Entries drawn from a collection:
· · · · ·
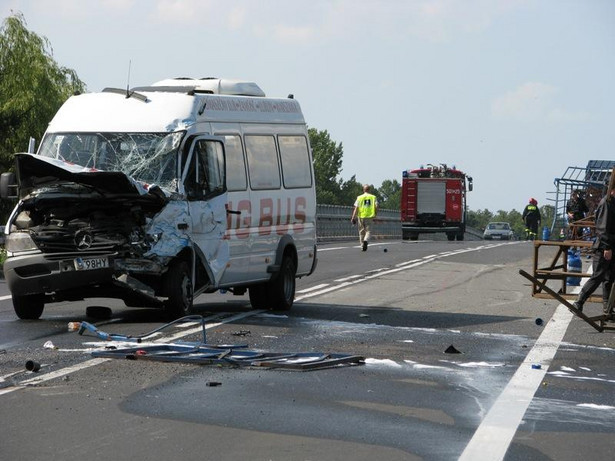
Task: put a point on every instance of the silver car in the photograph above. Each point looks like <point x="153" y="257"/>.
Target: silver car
<point x="498" y="231"/>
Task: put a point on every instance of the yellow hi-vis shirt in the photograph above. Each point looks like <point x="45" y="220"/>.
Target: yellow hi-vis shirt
<point x="366" y="205"/>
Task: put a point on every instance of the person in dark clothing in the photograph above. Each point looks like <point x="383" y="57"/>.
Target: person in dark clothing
<point x="531" y="218"/>
<point x="575" y="210"/>
<point x="603" y="263"/>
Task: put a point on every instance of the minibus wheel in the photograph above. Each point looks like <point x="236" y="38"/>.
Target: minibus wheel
<point x="29" y="307"/>
<point x="178" y="287"/>
<point x="283" y="286"/>
<point x="258" y="296"/>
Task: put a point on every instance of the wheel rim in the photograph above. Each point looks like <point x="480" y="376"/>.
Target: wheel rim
<point x="289" y="283"/>
<point x="186" y="291"/>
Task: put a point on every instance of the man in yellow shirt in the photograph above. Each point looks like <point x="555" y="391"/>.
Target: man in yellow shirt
<point x="365" y="208"/>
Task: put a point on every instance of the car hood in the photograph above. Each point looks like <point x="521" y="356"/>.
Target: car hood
<point x="35" y="171"/>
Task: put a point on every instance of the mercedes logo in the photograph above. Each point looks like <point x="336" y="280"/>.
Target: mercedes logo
<point x="83" y="240"/>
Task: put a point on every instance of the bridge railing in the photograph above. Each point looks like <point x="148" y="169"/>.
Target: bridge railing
<point x="333" y="223"/>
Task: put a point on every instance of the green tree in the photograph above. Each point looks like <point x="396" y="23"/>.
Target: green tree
<point x="389" y="194"/>
<point x="349" y="191"/>
<point x="327" y="167"/>
<point x="32" y="87"/>
<point x="479" y="219"/>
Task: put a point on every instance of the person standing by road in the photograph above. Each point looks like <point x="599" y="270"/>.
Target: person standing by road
<point x="603" y="263"/>
<point x="531" y="218"/>
<point x="366" y="209"/>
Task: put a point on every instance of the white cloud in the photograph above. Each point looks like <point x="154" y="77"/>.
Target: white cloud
<point x="533" y="102"/>
<point x="295" y="34"/>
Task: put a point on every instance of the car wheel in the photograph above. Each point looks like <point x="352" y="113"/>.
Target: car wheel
<point x="283" y="285"/>
<point x="29" y="307"/>
<point x="179" y="290"/>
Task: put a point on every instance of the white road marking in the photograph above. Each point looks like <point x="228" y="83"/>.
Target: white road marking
<point x="348" y="281"/>
<point x="97" y="361"/>
<point x="492" y="438"/>
<point x="316" y="287"/>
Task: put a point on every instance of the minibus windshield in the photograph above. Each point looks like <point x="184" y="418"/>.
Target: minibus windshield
<point x="150" y="158"/>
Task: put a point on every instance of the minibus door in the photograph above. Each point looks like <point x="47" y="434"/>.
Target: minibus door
<point x="204" y="184"/>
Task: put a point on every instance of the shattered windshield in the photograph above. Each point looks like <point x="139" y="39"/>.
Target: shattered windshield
<point x="150" y="158"/>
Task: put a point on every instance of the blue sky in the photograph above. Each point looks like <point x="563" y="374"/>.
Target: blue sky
<point x="511" y="91"/>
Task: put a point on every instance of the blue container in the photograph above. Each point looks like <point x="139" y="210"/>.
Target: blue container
<point x="574" y="265"/>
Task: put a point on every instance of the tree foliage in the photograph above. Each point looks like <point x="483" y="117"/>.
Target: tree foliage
<point x="331" y="189"/>
<point x="32" y="87"/>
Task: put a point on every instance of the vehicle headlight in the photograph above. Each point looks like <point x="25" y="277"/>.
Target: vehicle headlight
<point x="19" y="241"/>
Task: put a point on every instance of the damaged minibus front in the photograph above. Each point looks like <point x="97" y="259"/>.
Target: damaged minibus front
<point x="127" y="198"/>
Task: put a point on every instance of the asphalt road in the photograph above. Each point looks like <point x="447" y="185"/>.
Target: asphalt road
<point x="515" y="390"/>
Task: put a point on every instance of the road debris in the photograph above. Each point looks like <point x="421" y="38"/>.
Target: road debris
<point x="33" y="366"/>
<point x="207" y="354"/>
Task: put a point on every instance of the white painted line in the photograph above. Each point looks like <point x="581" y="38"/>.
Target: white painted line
<point x="492" y="438"/>
<point x="97" y="361"/>
<point x="349" y="278"/>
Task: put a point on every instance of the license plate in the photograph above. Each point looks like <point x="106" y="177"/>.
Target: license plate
<point x="88" y="264"/>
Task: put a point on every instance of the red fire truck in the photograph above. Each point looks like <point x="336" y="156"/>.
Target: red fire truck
<point x="433" y="199"/>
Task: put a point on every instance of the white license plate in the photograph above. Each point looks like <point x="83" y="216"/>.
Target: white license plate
<point x="88" y="264"/>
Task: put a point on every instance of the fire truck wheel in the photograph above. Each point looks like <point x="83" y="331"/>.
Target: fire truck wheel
<point x="29" y="307"/>
<point x="258" y="296"/>
<point x="178" y="287"/>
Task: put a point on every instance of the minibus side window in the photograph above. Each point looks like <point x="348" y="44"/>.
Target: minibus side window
<point x="295" y="156"/>
<point x="262" y="162"/>
<point x="235" y="164"/>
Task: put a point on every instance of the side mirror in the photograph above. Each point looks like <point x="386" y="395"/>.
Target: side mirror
<point x="8" y="186"/>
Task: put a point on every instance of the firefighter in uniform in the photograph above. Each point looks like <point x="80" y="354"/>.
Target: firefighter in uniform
<point x="603" y="262"/>
<point x="531" y="218"/>
<point x="365" y="208"/>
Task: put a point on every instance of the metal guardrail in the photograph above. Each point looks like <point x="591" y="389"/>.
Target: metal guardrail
<point x="333" y="223"/>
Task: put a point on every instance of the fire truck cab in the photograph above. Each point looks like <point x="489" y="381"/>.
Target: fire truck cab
<point x="434" y="200"/>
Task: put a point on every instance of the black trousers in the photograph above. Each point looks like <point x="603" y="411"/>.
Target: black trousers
<point x="603" y="272"/>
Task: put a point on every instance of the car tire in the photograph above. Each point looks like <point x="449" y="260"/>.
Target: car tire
<point x="29" y="307"/>
<point x="258" y="296"/>
<point x="179" y="290"/>
<point x="283" y="285"/>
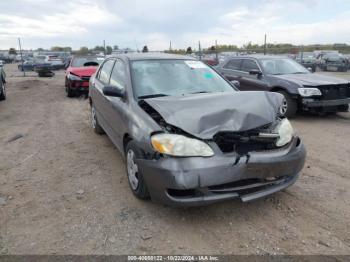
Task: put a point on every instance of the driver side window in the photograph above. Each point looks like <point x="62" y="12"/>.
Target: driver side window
<point x="105" y="71"/>
<point x="248" y="65"/>
<point x="118" y="76"/>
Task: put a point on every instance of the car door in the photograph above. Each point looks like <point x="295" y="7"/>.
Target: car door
<point x="251" y="81"/>
<point x="99" y="100"/>
<point x="231" y="69"/>
<point x="116" y="106"/>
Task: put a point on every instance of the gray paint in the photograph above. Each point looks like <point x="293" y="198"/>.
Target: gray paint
<point x="204" y="115"/>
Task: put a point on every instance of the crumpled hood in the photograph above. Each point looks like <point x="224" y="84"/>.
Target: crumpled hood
<point x="203" y="115"/>
<point x="313" y="79"/>
<point x="82" y="71"/>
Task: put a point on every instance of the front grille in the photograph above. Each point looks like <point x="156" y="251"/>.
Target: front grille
<point x="243" y="142"/>
<point x="332" y="92"/>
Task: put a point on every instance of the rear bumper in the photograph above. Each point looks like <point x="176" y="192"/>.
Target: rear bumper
<point x="199" y="181"/>
<point x="309" y="102"/>
<point x="79" y="86"/>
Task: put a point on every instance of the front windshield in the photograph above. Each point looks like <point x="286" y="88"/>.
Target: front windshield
<point x="282" y="66"/>
<point x="175" y="77"/>
<point x="86" y="61"/>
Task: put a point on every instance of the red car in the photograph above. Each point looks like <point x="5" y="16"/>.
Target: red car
<point x="78" y="74"/>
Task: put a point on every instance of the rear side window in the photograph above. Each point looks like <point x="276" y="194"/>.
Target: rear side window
<point x="105" y="71"/>
<point x="248" y="65"/>
<point x="118" y="75"/>
<point x="233" y="64"/>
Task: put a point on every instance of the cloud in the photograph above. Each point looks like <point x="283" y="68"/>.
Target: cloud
<point x="76" y="20"/>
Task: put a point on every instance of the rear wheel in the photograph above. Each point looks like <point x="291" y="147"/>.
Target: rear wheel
<point x="135" y="178"/>
<point x="289" y="105"/>
<point x="94" y="122"/>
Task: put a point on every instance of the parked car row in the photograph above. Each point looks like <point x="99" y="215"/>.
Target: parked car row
<point x="53" y="62"/>
<point x="301" y="89"/>
<point x="78" y="74"/>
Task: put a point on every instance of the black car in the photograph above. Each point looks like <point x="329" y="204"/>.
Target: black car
<point x="333" y="62"/>
<point x="301" y="88"/>
<point x="2" y="84"/>
<point x="189" y="137"/>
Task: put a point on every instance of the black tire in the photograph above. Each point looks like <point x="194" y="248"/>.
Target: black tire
<point x="70" y="92"/>
<point x="290" y="103"/>
<point x="140" y="191"/>
<point x="2" y="91"/>
<point x="94" y="122"/>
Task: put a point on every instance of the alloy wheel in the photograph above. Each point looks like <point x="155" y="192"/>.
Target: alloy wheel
<point x="132" y="169"/>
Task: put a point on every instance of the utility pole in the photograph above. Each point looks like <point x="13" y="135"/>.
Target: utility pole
<point x="20" y="51"/>
<point x="104" y="47"/>
<point x="199" y="50"/>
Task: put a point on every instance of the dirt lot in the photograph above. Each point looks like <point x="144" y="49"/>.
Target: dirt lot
<point x="63" y="190"/>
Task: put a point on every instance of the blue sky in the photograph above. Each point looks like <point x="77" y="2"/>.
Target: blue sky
<point x="134" y="23"/>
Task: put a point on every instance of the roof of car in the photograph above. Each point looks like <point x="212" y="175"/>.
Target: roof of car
<point x="260" y="56"/>
<point x="152" y="56"/>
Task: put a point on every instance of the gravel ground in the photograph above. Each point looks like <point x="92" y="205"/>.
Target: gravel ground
<point x="63" y="190"/>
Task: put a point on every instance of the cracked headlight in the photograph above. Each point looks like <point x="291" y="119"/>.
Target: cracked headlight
<point x="308" y="91"/>
<point x="285" y="131"/>
<point x="178" y="145"/>
<point x="74" y="77"/>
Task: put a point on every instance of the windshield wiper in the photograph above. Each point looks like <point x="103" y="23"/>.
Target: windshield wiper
<point x="151" y="96"/>
<point x="200" y="92"/>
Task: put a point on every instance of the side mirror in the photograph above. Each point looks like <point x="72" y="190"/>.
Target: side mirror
<point x="235" y="83"/>
<point x="255" y="72"/>
<point x="113" y="91"/>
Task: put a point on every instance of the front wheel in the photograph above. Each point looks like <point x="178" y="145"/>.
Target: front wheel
<point x="289" y="105"/>
<point x="135" y="178"/>
<point x="2" y="91"/>
<point x="70" y="92"/>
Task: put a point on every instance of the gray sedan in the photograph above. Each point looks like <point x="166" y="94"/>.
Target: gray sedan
<point x="189" y="136"/>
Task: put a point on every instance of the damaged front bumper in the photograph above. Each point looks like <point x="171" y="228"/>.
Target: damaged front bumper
<point x="197" y="181"/>
<point x="310" y="102"/>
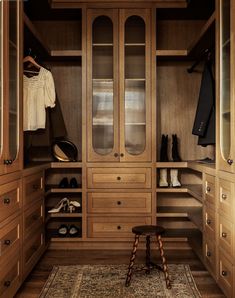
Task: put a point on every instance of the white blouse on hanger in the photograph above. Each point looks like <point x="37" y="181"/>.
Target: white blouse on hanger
<point x="39" y="93"/>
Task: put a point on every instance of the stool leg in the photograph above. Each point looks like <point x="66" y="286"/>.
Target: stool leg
<point x="148" y="254"/>
<point x="165" y="270"/>
<point x="132" y="260"/>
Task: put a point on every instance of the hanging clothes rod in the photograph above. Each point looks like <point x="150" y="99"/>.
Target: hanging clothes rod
<point x="205" y="52"/>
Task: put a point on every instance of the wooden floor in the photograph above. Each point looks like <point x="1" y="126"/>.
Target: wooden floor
<point x="34" y="283"/>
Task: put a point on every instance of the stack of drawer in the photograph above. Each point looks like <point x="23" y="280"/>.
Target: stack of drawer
<point x="10" y="237"/>
<point x="226" y="236"/>
<point x="33" y="220"/>
<point x="209" y="223"/>
<point x="114" y="203"/>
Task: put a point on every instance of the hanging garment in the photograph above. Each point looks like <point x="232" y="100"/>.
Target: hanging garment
<point x="203" y="126"/>
<point x="39" y="93"/>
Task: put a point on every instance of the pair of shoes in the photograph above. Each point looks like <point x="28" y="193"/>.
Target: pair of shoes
<point x="68" y="230"/>
<point x="173" y="176"/>
<point x="64" y="183"/>
<point x="65" y="205"/>
<point x="164" y="149"/>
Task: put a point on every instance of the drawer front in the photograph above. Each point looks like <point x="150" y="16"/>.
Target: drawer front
<point x="33" y="188"/>
<point x="226" y="197"/>
<point x="32" y="251"/>
<point x="33" y="218"/>
<point x="210" y="254"/>
<point x="10" y="239"/>
<point x="209" y="189"/>
<point x="226" y="275"/>
<point x="209" y="221"/>
<point x="226" y="235"/>
<point x="119" y="202"/>
<point x="119" y="178"/>
<point x="10" y="277"/>
<point x="10" y="199"/>
<point x="112" y="227"/>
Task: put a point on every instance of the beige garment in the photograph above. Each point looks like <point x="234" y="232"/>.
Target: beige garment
<point x="39" y="93"/>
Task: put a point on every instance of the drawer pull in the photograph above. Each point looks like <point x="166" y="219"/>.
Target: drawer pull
<point x="6" y="201"/>
<point x="224" y="197"/>
<point x="7" y="283"/>
<point x="224" y="273"/>
<point x="7" y="242"/>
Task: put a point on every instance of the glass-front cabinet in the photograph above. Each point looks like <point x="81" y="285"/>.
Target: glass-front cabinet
<point x="226" y="87"/>
<point x="10" y="86"/>
<point x="119" y="113"/>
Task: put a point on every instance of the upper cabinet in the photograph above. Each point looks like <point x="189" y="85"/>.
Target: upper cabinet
<point x="226" y="94"/>
<point x="119" y="103"/>
<point x="10" y="103"/>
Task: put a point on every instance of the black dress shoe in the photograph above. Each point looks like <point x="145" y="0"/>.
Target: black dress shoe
<point x="64" y="183"/>
<point x="73" y="183"/>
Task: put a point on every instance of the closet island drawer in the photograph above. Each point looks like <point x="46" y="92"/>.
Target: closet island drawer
<point x="119" y="177"/>
<point x="10" y="199"/>
<point x="10" y="277"/>
<point x="33" y="188"/>
<point x="10" y="239"/>
<point x="114" y="226"/>
<point x="119" y="202"/>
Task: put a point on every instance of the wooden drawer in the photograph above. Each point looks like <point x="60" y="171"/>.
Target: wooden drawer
<point x="119" y="202"/>
<point x="226" y="235"/>
<point x="209" y="221"/>
<point x="226" y="198"/>
<point x="10" y="199"/>
<point x="10" y="277"/>
<point x="112" y="227"/>
<point x="209" y="189"/>
<point x="33" y="218"/>
<point x="209" y="251"/>
<point x="33" y="248"/>
<point x="226" y="275"/>
<point x="10" y="239"/>
<point x="33" y="188"/>
<point x="119" y="177"/>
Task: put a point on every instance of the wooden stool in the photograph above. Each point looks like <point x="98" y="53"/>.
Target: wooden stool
<point x="148" y="231"/>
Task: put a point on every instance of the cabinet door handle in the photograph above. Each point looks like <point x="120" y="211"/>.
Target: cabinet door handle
<point x="6" y="201"/>
<point x="7" y="283"/>
<point x="224" y="197"/>
<point x="7" y="242"/>
<point x="224" y="235"/>
<point x="224" y="273"/>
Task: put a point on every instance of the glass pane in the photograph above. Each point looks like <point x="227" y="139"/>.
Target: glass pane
<point x="102" y="86"/>
<point x="225" y="108"/>
<point x="135" y="88"/>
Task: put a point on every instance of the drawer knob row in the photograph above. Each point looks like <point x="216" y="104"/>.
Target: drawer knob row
<point x="7" y="242"/>
<point x="224" y="235"/>
<point x="6" y="201"/>
<point x="224" y="197"/>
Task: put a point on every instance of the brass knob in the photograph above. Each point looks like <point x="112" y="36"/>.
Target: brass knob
<point x="224" y="235"/>
<point x="7" y="242"/>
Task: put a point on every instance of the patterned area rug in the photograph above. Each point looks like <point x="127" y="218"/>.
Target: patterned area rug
<point x="100" y="281"/>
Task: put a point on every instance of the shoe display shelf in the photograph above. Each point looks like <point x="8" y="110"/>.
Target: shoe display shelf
<point x="64" y="201"/>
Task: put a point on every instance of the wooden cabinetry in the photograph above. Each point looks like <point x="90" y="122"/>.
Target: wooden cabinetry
<point x="10" y="98"/>
<point x="118" y="77"/>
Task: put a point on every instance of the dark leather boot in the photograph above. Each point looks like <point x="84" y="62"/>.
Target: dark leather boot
<point x="175" y="152"/>
<point x="163" y="151"/>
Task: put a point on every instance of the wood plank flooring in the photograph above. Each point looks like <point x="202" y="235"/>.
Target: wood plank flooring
<point x="34" y="283"/>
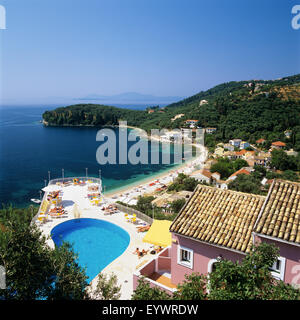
· · · · ·
Task details: Extract every row above that contains the word "pane", copying each of those rows in full.

Exercise output:
Task: put a point on every instance of the glass pane in the photograph above. Each point looks like <point x="227" y="139"/>.
Target: glass pane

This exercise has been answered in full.